### Brief
Could you quote, word for word, the entries that start at the line containing "Target: blue lettering on banner" and end after the line containing "(1044, 527)"?

### Data extract
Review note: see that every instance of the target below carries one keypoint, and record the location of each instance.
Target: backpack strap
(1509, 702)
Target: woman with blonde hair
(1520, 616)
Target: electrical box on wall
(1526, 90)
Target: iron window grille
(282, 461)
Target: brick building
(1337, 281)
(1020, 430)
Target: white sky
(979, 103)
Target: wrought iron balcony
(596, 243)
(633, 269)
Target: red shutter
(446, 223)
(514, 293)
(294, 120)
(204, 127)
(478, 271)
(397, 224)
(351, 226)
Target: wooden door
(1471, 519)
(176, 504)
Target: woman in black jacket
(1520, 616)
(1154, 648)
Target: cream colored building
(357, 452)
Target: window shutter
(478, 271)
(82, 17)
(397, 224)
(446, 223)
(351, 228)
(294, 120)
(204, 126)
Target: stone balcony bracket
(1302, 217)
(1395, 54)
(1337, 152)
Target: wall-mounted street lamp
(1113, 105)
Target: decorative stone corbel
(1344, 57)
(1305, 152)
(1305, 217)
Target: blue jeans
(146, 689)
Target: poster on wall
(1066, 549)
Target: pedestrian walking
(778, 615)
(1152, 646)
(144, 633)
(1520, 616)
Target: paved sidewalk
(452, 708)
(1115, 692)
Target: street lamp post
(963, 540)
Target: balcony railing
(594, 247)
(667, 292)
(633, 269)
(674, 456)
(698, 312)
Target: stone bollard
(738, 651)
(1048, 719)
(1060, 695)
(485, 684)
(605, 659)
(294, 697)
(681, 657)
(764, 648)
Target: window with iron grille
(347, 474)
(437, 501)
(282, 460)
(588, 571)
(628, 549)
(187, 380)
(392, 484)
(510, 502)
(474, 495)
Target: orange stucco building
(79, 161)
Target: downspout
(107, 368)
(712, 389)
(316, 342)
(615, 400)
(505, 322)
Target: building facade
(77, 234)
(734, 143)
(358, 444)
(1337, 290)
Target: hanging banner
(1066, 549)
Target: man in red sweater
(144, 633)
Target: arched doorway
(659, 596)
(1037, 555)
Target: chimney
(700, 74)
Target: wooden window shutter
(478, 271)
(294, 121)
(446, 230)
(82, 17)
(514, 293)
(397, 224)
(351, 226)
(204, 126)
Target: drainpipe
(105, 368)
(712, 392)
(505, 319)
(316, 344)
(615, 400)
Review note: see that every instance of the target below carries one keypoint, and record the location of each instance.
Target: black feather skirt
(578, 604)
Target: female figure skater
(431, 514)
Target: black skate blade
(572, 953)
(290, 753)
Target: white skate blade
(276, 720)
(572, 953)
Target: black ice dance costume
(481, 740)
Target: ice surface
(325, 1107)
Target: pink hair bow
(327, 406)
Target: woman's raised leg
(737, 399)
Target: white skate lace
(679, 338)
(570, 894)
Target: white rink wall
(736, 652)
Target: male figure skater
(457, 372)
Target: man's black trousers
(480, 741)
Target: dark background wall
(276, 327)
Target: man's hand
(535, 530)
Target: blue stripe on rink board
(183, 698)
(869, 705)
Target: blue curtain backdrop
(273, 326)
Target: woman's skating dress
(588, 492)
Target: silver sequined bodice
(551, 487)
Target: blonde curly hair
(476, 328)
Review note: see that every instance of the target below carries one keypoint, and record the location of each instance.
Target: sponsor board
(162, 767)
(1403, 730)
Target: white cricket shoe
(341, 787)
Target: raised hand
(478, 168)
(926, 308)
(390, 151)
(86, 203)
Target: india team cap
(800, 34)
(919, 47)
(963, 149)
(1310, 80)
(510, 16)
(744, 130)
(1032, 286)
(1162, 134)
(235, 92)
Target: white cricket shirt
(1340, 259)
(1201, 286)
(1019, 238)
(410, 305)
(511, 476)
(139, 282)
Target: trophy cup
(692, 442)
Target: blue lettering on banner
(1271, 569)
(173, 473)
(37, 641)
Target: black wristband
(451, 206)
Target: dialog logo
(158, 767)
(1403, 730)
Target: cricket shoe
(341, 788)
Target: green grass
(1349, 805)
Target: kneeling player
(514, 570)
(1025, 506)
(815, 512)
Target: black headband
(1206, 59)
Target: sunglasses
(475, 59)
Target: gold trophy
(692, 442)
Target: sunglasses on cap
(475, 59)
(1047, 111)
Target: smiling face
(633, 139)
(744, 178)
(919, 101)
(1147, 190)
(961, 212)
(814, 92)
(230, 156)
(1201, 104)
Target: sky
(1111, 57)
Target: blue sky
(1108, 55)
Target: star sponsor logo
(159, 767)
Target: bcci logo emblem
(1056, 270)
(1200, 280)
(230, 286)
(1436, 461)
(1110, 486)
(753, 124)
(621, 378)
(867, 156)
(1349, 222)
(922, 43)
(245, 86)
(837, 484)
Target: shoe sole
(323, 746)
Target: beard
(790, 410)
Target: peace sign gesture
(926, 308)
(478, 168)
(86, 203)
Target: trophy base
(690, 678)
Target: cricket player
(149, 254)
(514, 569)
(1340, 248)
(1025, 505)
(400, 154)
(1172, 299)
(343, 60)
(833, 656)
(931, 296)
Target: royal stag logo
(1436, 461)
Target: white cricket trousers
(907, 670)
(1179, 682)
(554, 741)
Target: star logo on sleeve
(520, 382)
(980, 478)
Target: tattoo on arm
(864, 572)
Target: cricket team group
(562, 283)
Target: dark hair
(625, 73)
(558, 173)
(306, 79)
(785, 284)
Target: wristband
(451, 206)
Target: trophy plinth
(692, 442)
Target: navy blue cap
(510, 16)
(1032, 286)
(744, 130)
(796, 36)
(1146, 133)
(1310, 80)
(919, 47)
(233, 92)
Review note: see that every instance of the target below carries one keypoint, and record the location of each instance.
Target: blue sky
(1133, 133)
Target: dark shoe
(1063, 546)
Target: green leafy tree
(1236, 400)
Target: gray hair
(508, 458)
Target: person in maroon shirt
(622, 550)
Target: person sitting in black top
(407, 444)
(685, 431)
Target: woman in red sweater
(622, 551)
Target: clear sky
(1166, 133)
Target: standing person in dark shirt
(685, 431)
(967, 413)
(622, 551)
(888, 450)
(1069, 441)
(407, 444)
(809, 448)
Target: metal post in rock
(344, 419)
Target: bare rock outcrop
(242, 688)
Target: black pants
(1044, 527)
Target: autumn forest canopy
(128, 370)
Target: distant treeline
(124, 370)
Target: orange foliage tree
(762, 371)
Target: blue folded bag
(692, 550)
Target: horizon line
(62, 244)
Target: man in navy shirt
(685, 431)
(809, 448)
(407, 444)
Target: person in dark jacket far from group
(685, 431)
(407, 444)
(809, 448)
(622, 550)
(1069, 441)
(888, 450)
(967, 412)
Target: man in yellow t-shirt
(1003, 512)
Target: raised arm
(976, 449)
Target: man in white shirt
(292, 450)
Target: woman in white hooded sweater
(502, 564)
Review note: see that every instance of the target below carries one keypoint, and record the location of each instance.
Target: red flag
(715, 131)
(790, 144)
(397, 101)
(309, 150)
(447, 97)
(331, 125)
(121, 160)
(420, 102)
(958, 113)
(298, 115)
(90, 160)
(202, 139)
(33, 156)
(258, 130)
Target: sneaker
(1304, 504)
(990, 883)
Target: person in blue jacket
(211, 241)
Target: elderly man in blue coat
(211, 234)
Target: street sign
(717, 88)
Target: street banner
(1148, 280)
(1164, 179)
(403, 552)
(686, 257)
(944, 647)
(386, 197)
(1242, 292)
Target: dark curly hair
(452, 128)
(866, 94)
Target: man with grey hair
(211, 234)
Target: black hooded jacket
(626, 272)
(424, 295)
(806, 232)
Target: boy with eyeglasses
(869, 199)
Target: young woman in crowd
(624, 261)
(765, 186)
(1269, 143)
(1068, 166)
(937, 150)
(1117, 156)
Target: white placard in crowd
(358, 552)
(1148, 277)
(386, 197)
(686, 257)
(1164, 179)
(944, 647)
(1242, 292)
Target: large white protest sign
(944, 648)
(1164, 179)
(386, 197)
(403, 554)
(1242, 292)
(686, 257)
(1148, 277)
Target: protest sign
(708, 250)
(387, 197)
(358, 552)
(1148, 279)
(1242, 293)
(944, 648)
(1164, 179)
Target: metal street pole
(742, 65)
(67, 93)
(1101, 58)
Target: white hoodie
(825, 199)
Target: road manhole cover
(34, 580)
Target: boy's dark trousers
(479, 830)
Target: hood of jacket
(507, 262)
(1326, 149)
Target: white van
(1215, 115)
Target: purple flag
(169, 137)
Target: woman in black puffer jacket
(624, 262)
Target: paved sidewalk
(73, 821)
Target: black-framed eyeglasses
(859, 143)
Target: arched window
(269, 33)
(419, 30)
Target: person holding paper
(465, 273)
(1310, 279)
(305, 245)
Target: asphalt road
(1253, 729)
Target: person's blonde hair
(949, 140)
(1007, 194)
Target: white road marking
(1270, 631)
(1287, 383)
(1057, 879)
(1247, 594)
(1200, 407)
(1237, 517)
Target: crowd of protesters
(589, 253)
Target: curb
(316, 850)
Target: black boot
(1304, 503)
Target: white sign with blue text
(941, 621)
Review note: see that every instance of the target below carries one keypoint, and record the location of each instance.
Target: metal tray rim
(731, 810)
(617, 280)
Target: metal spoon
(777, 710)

### Written answer
Target: blue lettering on banner
(1271, 569)
(173, 473)
(37, 641)
Target: black wristband
(451, 206)
Target: dialog logo
(158, 767)
(1403, 730)
Target: cricket shoe
(341, 788)
Target: green grass
(1349, 805)
Target: kneeling player
(514, 570)
(1025, 506)
(815, 512)
Target: black headband
(1206, 59)
Target: sunglasses
(475, 59)
Target: gold trophy
(692, 442)
Target: sunglasses on cap
(475, 59)
(1047, 111)
Target: smiling face
(633, 139)
(744, 178)
(919, 101)
(1147, 190)
(961, 212)
(814, 92)
(230, 156)
(1201, 104)
Target: sky
(1111, 57)
Target: blue sky
(1108, 55)
Target: star sponsor logo
(159, 767)
Target: bcci logo emblem
(1056, 270)
(1200, 280)
(230, 286)
(1436, 461)
(1110, 486)
(753, 124)
(621, 378)
(867, 156)
(1349, 222)
(922, 43)
(245, 86)
(837, 484)
Target: shoe sole
(323, 746)
Target: beard
(790, 410)
Target: peace sign gesture
(926, 308)
(478, 168)
(86, 203)
Target: trophy base
(690, 678)
Target: cricket player
(149, 254)
(514, 569)
(1340, 248)
(1025, 505)
(400, 154)
(1172, 299)
(343, 60)
(833, 656)
(931, 296)
Target: royal stag logo
(1436, 461)
Target: white cricket trousers
(907, 670)
(1179, 682)
(554, 741)
Target: star logo on sleeve
(520, 382)
(980, 478)
Target: tattoo on arm
(864, 572)
Target: cricket team group
(562, 283)
Target: dark hair
(625, 73)
(558, 173)
(306, 79)
(785, 284)
Target: wristband
(451, 206)
Target: trophy plinth
(692, 442)
Target: navy blue cap
(510, 16)
(1032, 286)
(744, 130)
(796, 36)
(1146, 133)
(1310, 80)
(919, 47)
(233, 92)
Review note: see that every instance of the target below carries one keypoint, and record the location of each instance.
Target: blue sky
(1133, 133)
Target: dark shoe
(1063, 546)
Target: green leafy tree
(1236, 400)
Target: gray hair
(508, 458)
Target: person in maroon shirt
(622, 550)
Target: person sitting in black top
(407, 444)
(685, 431)
Target: woman in red sweater
(622, 551)
Target: clear sky
(1166, 133)
Target: standing person in dark shirt
(685, 431)
(967, 413)
(622, 551)
(888, 450)
(1069, 441)
(407, 444)
(809, 448)
Target: metal post in rock
(344, 419)
Target: bare rock outcrop
(242, 688)
Target: black pants
(1044, 527)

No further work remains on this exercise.